EXERCISE INSTRUCTIONS >>
A. Return the passage of the Reg.exe newsletter that begins at the words "Your Dose of" and stops after "networking and discussions.", copied word for word.
B. Summarize the Reg.exe newsletter in two sentences.
C. According to the Reg.exe newsletter, for which product line is Wire seeking a senior product manager?

EXCERPT PROVIDED >>
···
Your Dose of Reg.exe, Week {14}
Reg.exe is a global, closed community of 260+ engineers, founders, and researchers in AI—from San Francisco to Tokyo. Each week we share discussion highlights in a short newsletter.
Events
🇩🇪 Engineering Night #8 in Berlin (October 15) - Technical gathering bringing together engineering folks in Berlin for networking and discussions.
🇬🇧 Inference & vLLM meetup (October 20) - After successful meetups in Paris, Exxa is expanding to London with talks on inference optimization, speculative decoding, and AI hardware.
🇬🇧 Engineering Night #7 in London (past) - Despite some unforeseen difficulties, Jules Belveze (Dust) had a blast meeting Vincent Moens (Periodic Labs)
Job Board
🇪🇺 Senior Product Manager at Wire - Wire is seeking a senior product manager for their calling/conferencing product line. The role focuses on building a European, sovereign, secure alternative to big American players. Remote from Europe or in Berlin/Paris offices.
···
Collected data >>
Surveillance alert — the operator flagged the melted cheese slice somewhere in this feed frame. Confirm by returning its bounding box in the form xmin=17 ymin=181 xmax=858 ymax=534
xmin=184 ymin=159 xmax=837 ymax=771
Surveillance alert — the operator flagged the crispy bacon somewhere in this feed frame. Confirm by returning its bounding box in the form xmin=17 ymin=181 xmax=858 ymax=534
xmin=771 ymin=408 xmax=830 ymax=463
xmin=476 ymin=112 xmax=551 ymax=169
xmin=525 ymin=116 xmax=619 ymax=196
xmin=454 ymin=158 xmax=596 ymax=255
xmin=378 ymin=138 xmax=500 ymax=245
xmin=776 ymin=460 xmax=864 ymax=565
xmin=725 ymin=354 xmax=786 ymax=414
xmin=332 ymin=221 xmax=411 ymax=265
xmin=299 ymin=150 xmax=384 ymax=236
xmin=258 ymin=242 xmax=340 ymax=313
···
ANSWERS GIVEN >>
A.
Your Dose of Reg.exe, Week {14}
Reg.exe is a global, closed community of 260+ engineers, founders, and researchers in AI—from San Francisco to Tokyo. Each week we share discussion highlights in a short newsletter.
Events
🇩🇪 Engineering Night #8 in Berlin (October 15) - Technical gathering bringing together engineering folks in Berlin for networking and discussions.

B. Reg.exe is a closed, global community of more than 260 AI engineers, founders, and researchers that shares discussion highlights each week in a short newsletter. This issue lists events in Berlin and London, including Engineering Nights and an inference and vLLM meetup, along with a job posting for a senior product manager at Wire.

C. Its calling/conferencing product line.